(Source data)
****************

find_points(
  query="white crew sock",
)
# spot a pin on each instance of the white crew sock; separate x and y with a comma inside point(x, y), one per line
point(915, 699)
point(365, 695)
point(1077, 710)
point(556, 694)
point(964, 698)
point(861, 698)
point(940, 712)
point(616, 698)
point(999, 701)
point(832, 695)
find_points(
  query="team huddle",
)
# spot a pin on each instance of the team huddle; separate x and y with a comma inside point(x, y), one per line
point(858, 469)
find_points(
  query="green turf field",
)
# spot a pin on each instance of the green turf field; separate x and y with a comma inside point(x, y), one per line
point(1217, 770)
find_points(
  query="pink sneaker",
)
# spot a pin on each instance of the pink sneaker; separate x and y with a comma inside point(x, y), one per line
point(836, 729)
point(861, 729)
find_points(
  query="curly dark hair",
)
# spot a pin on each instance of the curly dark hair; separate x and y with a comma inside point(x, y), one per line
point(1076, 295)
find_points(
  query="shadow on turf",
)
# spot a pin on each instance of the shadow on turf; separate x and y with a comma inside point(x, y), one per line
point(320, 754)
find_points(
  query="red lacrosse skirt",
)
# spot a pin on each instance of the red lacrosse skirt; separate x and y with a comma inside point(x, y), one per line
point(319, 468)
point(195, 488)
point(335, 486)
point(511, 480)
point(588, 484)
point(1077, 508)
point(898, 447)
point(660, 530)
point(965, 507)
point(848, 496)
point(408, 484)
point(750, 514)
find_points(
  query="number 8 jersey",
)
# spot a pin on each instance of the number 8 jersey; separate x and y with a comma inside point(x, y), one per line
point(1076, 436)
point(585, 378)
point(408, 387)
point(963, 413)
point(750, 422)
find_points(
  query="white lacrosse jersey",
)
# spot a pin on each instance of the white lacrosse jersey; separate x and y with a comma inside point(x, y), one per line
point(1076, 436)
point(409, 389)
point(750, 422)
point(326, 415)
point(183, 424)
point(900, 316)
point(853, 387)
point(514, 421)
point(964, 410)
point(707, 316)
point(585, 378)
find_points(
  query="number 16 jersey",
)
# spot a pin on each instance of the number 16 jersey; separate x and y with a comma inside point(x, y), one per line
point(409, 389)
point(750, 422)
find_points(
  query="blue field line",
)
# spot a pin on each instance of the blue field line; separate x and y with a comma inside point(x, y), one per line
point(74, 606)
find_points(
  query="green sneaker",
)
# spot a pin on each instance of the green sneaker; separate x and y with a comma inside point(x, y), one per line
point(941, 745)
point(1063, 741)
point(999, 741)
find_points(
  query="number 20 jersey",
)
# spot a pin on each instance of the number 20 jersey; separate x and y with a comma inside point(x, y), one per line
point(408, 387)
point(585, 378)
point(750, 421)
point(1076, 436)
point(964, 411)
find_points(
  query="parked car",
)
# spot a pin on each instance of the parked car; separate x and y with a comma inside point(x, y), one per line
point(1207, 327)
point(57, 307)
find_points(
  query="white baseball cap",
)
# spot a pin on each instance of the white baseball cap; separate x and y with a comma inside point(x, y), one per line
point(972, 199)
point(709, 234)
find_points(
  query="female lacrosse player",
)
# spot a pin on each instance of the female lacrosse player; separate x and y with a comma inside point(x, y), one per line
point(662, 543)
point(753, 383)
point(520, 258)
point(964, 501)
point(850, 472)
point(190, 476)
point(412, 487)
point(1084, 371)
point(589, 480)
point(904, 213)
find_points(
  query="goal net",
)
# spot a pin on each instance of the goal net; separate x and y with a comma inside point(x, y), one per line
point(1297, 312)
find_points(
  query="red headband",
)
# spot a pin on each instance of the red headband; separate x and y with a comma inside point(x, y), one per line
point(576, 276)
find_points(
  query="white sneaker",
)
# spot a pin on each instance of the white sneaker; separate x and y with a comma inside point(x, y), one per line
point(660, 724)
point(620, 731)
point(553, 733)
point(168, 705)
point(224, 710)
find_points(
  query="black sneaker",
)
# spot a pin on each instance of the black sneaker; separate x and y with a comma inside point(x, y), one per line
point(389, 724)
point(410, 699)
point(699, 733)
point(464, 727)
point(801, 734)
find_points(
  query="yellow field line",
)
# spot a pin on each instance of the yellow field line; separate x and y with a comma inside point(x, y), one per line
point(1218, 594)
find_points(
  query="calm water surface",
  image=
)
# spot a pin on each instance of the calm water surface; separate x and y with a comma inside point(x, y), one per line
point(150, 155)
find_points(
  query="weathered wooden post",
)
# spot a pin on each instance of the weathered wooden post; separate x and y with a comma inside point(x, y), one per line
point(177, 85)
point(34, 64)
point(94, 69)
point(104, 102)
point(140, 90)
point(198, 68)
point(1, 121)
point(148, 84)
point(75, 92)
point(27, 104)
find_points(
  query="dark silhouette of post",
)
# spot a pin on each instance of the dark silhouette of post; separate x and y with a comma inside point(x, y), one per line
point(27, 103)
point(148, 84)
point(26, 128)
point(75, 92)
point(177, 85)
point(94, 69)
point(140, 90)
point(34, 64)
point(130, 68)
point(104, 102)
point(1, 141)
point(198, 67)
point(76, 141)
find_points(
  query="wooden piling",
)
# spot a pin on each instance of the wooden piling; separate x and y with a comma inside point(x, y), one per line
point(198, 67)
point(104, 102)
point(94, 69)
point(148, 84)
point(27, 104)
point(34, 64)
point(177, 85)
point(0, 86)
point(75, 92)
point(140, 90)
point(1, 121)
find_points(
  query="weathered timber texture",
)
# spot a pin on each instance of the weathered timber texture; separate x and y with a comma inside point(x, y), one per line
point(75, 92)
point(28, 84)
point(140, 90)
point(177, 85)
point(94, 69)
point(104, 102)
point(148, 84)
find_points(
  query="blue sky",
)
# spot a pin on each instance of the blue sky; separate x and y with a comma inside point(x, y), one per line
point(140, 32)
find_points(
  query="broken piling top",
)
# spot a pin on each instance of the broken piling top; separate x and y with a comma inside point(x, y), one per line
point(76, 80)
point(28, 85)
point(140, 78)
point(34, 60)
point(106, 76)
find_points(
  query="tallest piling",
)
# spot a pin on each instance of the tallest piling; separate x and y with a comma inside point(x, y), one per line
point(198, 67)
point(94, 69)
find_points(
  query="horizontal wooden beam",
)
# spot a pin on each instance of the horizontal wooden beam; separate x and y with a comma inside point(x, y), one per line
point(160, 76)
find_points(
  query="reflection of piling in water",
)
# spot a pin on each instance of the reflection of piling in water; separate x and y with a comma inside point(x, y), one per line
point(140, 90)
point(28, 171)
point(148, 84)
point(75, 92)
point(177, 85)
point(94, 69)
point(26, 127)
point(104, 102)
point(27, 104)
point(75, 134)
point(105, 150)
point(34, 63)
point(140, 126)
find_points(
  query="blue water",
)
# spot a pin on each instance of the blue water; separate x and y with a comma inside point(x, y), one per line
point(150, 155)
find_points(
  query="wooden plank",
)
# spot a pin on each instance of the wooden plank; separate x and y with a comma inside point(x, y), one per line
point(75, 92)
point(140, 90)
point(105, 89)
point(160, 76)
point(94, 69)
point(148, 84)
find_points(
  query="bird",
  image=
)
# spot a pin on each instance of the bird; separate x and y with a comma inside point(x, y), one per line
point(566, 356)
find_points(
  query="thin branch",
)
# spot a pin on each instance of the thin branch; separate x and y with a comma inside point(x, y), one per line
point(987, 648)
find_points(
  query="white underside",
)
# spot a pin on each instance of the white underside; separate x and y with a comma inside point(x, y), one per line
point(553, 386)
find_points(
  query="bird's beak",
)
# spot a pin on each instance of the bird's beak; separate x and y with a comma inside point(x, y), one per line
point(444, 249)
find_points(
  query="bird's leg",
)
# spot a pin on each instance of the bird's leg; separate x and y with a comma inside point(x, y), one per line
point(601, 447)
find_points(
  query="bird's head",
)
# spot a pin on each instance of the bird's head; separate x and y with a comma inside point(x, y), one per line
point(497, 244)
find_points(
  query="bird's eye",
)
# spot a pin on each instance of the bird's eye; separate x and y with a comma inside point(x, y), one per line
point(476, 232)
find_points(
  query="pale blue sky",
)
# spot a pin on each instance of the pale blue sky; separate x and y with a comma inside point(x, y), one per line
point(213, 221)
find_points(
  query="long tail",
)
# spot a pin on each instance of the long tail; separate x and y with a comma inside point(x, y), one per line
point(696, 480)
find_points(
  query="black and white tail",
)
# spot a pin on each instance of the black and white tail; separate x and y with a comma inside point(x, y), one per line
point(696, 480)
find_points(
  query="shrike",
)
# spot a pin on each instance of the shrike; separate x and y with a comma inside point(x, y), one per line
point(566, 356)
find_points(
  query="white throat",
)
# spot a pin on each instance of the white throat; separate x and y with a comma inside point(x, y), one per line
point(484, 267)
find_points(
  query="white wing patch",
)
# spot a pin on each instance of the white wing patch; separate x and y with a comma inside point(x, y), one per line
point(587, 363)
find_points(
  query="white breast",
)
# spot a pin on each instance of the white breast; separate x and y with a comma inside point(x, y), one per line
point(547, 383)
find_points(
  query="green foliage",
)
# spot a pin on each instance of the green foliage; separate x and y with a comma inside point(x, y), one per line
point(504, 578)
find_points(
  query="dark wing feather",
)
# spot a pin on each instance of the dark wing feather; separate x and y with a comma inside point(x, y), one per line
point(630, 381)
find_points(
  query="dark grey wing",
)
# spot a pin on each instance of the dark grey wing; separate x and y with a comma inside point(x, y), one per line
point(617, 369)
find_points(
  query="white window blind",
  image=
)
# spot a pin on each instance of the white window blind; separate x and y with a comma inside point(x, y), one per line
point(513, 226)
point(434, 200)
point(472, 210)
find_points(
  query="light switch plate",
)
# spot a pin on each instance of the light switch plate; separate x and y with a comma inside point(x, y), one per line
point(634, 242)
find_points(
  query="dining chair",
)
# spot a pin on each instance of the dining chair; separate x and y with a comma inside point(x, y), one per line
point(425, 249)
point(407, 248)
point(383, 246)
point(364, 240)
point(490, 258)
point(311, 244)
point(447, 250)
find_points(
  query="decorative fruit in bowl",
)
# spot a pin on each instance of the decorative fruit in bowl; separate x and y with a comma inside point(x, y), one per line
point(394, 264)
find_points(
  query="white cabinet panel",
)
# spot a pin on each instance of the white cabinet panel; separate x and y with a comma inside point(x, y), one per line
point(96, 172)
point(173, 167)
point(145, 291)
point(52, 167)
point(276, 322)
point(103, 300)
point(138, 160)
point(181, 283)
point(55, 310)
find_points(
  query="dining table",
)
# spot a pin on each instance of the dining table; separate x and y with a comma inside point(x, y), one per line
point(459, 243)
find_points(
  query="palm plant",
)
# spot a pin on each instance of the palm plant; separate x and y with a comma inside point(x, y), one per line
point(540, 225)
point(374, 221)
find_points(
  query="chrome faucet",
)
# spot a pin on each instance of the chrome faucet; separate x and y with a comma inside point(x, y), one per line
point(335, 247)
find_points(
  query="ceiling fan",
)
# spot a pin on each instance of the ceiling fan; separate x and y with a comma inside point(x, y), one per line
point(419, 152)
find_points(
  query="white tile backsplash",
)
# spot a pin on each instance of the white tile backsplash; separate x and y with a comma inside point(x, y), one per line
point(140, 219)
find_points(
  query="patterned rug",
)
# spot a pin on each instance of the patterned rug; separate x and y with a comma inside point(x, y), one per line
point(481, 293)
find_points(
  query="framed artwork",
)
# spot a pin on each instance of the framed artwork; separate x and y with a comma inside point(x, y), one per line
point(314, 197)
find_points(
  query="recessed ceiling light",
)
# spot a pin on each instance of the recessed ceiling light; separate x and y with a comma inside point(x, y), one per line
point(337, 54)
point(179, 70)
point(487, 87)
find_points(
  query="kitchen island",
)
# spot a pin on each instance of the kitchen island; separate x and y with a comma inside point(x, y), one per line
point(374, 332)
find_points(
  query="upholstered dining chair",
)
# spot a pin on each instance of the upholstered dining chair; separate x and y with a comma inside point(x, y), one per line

****************

*REQUIREMENTS:* Count the lines in the rows above that contain the string "weathered" and give only that number.

*THE RESPONSE:* 4